WHAT IS BEING ASKED: Please rescale the data below, starting at the line that contains "of the embroidered" and continuing through the end of the data. Reproduce each of those lines, requests included, with every coordinate in the answers multiplied by 1.8 and rounded to a whole number, halves up.

PROVIDED DATA:

========

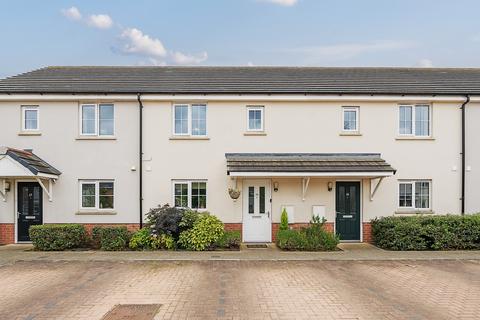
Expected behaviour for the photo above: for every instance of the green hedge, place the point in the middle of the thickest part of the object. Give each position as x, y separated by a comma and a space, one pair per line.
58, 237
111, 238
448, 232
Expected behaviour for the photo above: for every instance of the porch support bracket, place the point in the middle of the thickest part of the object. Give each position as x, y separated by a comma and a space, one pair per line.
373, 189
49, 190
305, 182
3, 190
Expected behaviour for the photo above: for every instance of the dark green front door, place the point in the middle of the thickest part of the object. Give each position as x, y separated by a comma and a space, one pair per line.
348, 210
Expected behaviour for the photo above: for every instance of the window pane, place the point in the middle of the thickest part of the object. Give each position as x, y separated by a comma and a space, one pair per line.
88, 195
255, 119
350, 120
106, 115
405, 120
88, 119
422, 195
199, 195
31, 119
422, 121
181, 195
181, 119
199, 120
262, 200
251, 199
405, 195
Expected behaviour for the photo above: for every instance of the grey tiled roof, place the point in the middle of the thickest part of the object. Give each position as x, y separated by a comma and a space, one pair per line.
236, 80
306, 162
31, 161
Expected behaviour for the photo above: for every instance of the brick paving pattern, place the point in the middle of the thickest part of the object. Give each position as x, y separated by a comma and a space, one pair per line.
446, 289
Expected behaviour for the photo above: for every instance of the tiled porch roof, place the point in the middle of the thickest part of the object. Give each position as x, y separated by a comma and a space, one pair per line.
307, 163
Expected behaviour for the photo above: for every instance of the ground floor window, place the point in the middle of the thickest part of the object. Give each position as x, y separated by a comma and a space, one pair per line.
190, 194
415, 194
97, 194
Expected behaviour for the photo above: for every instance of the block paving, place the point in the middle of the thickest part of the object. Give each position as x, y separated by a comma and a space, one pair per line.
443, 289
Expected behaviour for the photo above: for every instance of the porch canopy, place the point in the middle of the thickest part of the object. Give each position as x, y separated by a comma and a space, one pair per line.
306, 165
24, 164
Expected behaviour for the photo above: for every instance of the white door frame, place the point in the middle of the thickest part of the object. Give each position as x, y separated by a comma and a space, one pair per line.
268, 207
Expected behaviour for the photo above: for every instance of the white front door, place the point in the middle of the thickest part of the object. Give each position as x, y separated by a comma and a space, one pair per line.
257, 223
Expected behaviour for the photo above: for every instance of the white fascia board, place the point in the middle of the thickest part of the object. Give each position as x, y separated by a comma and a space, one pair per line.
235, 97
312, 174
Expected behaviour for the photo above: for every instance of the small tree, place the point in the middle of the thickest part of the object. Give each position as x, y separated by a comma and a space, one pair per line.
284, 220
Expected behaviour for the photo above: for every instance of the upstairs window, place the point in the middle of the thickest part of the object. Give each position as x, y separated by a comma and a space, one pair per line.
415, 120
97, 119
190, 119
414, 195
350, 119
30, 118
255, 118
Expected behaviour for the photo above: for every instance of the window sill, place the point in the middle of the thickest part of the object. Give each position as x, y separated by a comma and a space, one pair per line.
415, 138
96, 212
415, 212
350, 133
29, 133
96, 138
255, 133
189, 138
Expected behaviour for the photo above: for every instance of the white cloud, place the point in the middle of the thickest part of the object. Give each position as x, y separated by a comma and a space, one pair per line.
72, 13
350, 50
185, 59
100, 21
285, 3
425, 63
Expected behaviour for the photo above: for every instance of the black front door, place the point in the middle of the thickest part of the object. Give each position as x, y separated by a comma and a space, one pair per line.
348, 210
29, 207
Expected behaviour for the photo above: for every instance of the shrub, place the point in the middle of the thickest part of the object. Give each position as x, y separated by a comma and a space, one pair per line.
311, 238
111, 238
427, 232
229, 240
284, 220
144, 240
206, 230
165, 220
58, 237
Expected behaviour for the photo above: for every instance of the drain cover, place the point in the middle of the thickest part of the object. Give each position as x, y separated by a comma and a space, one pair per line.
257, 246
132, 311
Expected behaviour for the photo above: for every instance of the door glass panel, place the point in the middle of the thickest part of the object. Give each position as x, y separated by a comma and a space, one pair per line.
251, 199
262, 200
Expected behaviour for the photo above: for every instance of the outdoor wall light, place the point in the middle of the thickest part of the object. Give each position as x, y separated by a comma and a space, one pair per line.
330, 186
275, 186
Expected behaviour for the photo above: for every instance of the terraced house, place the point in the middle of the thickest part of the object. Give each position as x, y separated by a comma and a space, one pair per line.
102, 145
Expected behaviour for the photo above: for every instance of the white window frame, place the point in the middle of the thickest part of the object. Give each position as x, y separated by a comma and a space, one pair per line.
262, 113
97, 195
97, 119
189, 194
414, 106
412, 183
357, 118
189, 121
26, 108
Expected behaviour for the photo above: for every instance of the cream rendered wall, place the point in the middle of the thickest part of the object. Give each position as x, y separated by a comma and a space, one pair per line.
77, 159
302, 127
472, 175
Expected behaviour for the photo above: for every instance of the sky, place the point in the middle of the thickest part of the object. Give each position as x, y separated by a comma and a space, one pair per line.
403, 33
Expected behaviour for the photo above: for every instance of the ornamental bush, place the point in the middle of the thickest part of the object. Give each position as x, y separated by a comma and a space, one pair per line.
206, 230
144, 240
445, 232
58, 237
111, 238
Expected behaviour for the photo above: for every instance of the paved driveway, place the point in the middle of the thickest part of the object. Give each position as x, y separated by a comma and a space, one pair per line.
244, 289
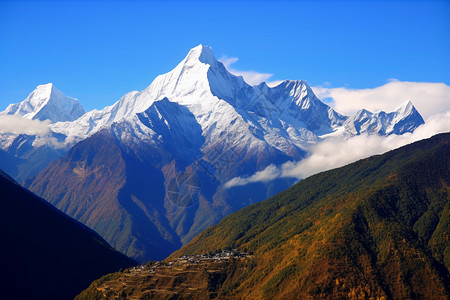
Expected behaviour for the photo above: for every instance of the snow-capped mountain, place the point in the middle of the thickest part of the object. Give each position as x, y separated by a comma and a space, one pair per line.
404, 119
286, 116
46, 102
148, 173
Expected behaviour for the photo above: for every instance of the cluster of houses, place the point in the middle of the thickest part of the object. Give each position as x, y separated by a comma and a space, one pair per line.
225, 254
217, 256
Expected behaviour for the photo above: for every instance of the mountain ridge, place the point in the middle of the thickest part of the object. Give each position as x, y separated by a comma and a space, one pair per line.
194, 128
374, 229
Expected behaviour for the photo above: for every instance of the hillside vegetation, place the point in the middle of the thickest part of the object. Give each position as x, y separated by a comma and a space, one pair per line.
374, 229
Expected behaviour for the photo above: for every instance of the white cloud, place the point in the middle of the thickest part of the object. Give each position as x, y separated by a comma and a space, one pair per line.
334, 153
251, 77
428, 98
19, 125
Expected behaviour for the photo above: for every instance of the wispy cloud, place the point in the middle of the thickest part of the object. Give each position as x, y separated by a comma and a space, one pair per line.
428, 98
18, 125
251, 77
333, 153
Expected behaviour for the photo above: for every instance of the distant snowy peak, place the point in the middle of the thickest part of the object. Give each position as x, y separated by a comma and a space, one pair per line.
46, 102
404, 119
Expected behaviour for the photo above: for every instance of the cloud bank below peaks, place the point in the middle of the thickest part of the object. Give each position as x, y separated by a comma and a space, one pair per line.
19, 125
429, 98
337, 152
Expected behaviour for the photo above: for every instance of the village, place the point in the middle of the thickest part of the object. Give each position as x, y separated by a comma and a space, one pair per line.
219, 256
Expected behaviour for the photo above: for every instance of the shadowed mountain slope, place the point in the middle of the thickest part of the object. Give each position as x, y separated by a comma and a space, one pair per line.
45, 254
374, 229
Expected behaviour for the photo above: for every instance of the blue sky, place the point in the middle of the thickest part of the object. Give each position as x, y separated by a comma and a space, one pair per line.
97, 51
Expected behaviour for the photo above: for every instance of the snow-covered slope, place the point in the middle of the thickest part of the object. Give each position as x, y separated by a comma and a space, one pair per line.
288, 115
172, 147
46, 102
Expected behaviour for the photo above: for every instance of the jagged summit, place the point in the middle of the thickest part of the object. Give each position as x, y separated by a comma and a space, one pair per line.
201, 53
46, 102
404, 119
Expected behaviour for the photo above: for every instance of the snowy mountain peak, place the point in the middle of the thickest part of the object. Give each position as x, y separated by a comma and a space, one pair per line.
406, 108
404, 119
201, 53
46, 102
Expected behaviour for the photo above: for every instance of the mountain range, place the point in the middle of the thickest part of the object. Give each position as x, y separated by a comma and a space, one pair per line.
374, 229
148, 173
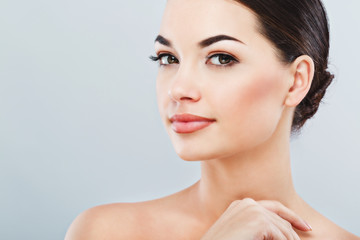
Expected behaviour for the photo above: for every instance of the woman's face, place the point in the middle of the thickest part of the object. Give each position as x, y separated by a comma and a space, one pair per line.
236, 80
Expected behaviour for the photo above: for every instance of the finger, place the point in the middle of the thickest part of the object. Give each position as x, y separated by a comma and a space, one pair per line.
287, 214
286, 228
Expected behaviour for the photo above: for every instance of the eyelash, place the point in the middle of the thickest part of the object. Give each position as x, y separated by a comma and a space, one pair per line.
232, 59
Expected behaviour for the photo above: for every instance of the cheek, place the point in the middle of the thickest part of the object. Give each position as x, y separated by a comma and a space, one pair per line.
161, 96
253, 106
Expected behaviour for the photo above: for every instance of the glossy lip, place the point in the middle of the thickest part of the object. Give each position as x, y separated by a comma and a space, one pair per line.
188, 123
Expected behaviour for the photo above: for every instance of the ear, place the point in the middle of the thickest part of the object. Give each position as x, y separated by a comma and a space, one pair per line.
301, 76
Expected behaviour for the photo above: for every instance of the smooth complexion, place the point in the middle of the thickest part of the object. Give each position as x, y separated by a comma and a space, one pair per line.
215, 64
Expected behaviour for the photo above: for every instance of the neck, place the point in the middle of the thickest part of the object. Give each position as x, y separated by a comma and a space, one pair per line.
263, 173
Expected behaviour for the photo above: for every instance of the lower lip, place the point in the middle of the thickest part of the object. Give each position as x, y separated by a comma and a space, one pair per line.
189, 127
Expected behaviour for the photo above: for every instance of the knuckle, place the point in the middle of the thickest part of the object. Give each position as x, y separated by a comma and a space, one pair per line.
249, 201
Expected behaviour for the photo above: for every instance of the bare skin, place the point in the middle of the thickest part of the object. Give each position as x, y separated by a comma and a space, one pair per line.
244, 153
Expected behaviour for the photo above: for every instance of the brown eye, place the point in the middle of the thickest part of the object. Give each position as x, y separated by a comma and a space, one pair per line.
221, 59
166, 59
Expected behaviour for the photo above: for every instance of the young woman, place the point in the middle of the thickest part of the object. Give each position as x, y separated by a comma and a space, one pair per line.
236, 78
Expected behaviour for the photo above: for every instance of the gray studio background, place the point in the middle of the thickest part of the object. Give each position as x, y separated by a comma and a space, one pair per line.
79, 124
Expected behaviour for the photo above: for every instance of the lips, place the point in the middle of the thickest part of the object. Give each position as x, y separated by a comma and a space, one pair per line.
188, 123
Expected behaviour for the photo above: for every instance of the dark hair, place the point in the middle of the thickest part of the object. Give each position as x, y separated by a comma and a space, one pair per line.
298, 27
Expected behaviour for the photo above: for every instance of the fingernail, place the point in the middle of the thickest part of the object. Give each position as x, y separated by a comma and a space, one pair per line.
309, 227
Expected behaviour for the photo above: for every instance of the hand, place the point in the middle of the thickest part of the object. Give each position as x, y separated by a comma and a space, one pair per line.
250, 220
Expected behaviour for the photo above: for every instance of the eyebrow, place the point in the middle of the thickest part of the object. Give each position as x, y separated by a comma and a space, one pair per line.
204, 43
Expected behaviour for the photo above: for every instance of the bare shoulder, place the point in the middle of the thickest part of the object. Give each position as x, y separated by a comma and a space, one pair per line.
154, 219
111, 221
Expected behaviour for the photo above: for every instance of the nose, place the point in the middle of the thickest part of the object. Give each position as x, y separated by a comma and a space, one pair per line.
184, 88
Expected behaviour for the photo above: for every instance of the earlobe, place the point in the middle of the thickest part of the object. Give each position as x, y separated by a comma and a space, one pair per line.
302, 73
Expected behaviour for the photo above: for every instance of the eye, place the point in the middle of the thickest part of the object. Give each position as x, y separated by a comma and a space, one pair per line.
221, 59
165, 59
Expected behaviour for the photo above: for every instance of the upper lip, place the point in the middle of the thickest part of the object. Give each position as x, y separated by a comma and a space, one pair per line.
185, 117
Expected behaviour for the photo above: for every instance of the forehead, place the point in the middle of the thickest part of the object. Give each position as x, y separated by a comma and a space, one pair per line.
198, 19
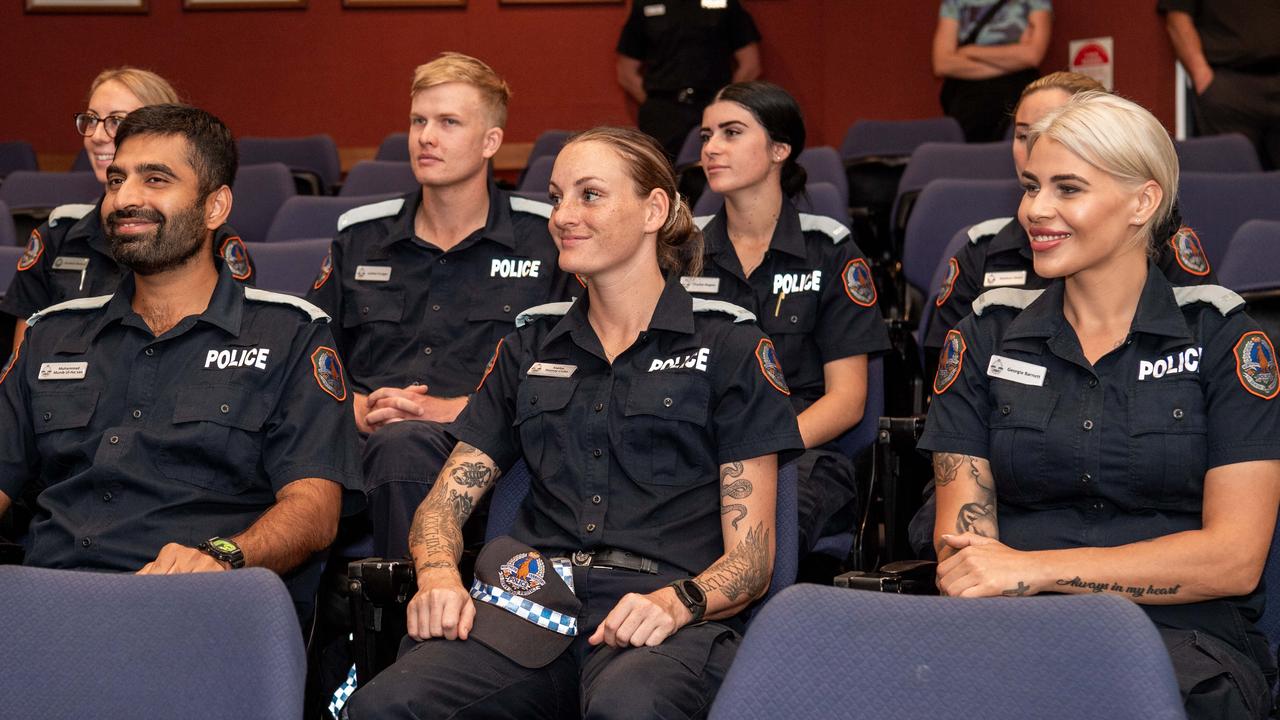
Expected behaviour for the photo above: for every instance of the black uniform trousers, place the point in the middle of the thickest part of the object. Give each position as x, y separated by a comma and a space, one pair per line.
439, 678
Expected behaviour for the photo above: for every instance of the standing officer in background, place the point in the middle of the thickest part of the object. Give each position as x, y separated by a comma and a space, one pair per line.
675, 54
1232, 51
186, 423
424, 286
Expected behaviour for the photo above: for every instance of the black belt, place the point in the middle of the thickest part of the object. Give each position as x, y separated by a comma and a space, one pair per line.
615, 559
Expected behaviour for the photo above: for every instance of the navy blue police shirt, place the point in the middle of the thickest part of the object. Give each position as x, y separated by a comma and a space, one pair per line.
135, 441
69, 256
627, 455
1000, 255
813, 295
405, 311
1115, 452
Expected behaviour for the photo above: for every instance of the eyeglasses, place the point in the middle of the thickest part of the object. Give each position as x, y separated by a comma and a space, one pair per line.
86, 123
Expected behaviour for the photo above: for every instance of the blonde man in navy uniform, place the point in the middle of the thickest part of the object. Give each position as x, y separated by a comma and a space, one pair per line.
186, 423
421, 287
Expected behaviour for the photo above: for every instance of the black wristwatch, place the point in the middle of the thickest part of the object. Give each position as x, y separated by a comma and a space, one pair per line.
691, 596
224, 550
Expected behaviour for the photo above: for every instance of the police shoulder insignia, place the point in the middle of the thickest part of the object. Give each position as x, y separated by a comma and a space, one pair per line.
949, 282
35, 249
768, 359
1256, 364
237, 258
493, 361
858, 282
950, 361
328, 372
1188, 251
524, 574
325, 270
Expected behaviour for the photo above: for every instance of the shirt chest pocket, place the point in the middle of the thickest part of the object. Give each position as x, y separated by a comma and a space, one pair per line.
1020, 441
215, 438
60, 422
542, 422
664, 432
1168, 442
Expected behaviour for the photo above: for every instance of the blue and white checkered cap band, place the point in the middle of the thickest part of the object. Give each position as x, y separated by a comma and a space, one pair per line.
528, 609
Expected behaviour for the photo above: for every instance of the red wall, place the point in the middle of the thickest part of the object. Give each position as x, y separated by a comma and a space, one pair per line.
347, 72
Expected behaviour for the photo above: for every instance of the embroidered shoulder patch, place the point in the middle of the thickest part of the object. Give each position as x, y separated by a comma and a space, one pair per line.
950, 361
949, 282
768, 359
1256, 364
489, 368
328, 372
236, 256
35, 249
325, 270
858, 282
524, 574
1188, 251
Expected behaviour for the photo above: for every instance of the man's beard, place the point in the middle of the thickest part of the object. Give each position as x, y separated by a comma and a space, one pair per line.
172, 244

========

TASK ANSWER:
Expected behaviour for the photo above: for every instance of the embroidered shoulder patch, place the point in the middle of the thickest part of the object. Give each position as x, y separated by a comma and a space, one pair per line.
1710, 650
1708, 508
1382, 646
2261, 655
880, 662
590, 670
425, 461
63, 448
585, 486
1544, 508
943, 1033
2138, 452
Expected behaviour for the photo above: for every instance of the man's beard, place the point in the middle of the thickest part of the object. Give each position as x, y separated by a comma and a space, one pair per line.
310, 439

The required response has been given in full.